» **Stated goal 1**: Reproduce the passage from the excerpt on query hashing, starting at "And now for" and ending at "assuming find_const_walker results).".

Dmitry Dolgov <9erthalion6@gmail.com> writes:

And now for something completely different, here is a new patch version.
It contains a small fix for one problem we've found during testing (one
path code was incorrectly assuming find_const_walker results).

I've been saying from day one that pushing the query-hashing code into the
core was a bad idea, and I think this patch perfectly illustrates why.
We can debate whether the rules proposed here are good for
pg_stat_statements or not, but it seems inevitable that they will be a
disaster for some other consumers of the query hash. In particular,
dropping external parameters from the hash seems certain to break
something for somebody

+1.

In a couple of extensions I use different logic of query jumbling - hash
value is more stable in some cases than in default implementation. For
example, it should be stable to permutations in 'FROM' section of a query.
And If anyone subtly changes jumbling logic when the extension is
active, the instance could get huge performance issues.

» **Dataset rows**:
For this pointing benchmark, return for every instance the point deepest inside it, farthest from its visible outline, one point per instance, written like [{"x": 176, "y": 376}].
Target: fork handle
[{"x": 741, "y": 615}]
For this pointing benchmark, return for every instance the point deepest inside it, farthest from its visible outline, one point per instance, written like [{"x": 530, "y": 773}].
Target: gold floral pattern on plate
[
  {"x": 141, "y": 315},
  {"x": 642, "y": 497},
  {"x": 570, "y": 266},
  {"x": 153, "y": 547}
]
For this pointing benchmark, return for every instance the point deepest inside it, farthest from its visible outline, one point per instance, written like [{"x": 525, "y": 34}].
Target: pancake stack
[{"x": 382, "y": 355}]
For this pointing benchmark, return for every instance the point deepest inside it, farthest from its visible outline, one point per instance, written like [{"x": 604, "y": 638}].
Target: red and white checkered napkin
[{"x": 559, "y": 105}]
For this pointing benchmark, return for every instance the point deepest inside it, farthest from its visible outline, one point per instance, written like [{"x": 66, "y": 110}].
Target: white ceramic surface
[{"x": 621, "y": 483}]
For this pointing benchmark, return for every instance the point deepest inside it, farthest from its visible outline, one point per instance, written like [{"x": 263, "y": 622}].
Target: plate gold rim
* * *
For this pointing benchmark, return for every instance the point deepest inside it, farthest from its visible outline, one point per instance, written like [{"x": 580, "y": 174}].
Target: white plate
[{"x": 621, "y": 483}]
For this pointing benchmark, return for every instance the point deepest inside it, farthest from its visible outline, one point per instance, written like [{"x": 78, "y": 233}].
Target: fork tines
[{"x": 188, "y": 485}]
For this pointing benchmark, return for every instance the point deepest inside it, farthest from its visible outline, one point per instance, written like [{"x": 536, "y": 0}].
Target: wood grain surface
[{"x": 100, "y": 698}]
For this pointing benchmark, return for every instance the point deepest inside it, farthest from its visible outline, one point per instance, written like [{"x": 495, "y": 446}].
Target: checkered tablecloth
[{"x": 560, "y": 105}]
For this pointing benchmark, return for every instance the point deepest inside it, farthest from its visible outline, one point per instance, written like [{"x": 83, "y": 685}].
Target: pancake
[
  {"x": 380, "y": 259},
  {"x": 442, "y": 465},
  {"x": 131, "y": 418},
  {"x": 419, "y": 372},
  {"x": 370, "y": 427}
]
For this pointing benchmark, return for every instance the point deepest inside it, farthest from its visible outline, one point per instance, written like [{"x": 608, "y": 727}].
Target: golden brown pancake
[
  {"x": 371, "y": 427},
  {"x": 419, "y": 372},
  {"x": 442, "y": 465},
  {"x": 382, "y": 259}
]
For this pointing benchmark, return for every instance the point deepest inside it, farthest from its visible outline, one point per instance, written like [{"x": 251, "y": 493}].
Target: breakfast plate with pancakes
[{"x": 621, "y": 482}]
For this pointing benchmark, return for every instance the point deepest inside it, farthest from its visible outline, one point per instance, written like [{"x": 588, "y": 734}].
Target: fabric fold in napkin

» **Stated goal 2**: Pull out every line of the rows that contains the word "plate".

» **Correct answer 1**:
And now for something completely different, here is a new patch version.
It contains a small fix for one problem we've found during testing (one
path code was incorrectly assuming find_const_walker results).

» **Correct answer 2**:
Target: gold floral pattern on plate
Target: plate gold rim
Target: white plate
Target: breakfast plate with pancakes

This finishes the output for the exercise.